Set problem:
Retype each of the entries below word for word, leaving out the pictures.

Material for the task:
┄┄┄┄┄┄

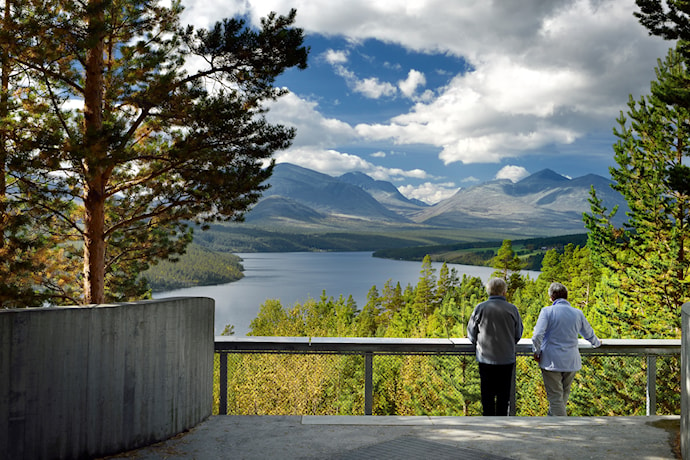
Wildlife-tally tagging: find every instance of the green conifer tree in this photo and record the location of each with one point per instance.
(647, 256)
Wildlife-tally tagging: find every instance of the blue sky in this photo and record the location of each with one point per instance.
(433, 95)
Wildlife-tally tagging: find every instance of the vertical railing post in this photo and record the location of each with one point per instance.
(651, 385)
(511, 409)
(223, 384)
(368, 383)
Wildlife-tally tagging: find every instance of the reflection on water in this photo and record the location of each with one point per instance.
(295, 277)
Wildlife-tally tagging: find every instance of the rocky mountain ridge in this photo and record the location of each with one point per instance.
(542, 203)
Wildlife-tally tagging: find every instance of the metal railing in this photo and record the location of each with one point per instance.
(370, 347)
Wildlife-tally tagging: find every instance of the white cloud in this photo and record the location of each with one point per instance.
(335, 163)
(514, 173)
(373, 88)
(543, 72)
(540, 74)
(414, 80)
(429, 192)
(334, 57)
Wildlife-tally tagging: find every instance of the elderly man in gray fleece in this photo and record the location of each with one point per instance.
(495, 327)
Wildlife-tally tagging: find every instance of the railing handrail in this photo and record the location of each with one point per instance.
(370, 346)
(230, 344)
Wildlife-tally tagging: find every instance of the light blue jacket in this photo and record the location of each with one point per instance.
(494, 328)
(555, 337)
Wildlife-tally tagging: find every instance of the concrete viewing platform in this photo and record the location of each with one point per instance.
(420, 437)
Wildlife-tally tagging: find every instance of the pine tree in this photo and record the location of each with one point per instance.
(508, 266)
(151, 146)
(647, 256)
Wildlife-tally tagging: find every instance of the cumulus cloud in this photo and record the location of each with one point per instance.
(539, 74)
(414, 80)
(543, 72)
(514, 173)
(335, 163)
(428, 192)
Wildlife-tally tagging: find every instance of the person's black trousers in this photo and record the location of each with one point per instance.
(496, 381)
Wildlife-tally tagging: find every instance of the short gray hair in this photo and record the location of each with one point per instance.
(496, 286)
(558, 291)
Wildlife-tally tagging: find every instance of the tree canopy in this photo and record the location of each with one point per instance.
(125, 128)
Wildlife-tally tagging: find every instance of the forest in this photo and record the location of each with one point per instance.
(439, 306)
(197, 267)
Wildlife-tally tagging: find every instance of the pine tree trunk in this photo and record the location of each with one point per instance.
(94, 165)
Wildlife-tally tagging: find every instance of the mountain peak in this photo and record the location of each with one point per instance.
(545, 175)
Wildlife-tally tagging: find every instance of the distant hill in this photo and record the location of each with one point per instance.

┄┄┄┄┄┄

Solution:
Wildlife-tally tagging: find every instance of the green conifer tree in this photo and record the location of each with one point per instance.
(647, 256)
Wildlife-tally tagging: find every instance of the blue sky in this photo and record the location of each with one point per instance.
(433, 95)
Wildlife-tally tagging: find every instance of the vertical railing post in this photo and record the location of each with one point per instance.
(651, 385)
(511, 409)
(223, 384)
(368, 383)
Wildlife-tally tagging: find every instance of the reflection on water in this photo and record the location of each with one point per instance.
(295, 277)
Wildlife-tally tagging: find every instance of the rocky mountain ridge in this photo and record the location of each with one point per instance.
(542, 203)
Wildlife-tally tagging: find every instance of the metal railing in this photo and record the location of each with one point per instance.
(370, 347)
Wildlife-tally tagging: find every instance of the white cloud in this photo and record the location of each with one point per instance.
(335, 163)
(514, 173)
(373, 88)
(543, 72)
(540, 74)
(414, 80)
(429, 192)
(334, 57)
Wildlife-tally tagging: find every instance of the elderly man in gray fleece in this photo and record the location of each with one point per instance.
(495, 327)
Wildlife-tally tagging: find every instance of the railing handrail in this photo and record the location of each with one point per instance.
(370, 346)
(230, 344)
Wildlife-tally tagging: find every instance of the light blue jacket in this photo and record the location of each with one point per instance.
(494, 328)
(555, 337)
Wildlife-tally tagging: find every instance of the concrete viewing platform in this photo and record the location of each with one point per instance.
(420, 437)
Wildlife-tally tagging: find every instance of the pine tree in this photo and record the location of each with one point per instance.
(508, 266)
(151, 146)
(647, 256)
Wildlife-tally tagging: find every instance of the cumulus cloud in this photo and record the location of each with one point per instance.
(539, 74)
(414, 80)
(543, 72)
(514, 173)
(335, 163)
(428, 192)
Wildlife-tally tagging: find every instance of the person's black trousers in this photo and record the location of each with one point per instance.
(496, 381)
Wildlife-tally tagging: find every instance of the short gray hair in this photo and record the location of each with one point per instance.
(496, 286)
(558, 291)
Wildlife-tally tagging: find every instance of the tree canopy in this photo and record the location of each with one point per instance.
(125, 128)
Wildlife-tally tagging: find every instance of the forest in this photo and record the location of each with one point per instance.
(439, 306)
(197, 267)
Wildlife-tally tagging: find every instance of the pine tree trunk in this photo and record the location of each with one point per instance.
(94, 165)
Wildlife-tally tagging: find every instance of the mountain peak in this photo and record the location of each with one point per instance.
(545, 175)
Wildlife-tally tagging: find every instance of the distant hill in this photo and record the location of each with one point per instance.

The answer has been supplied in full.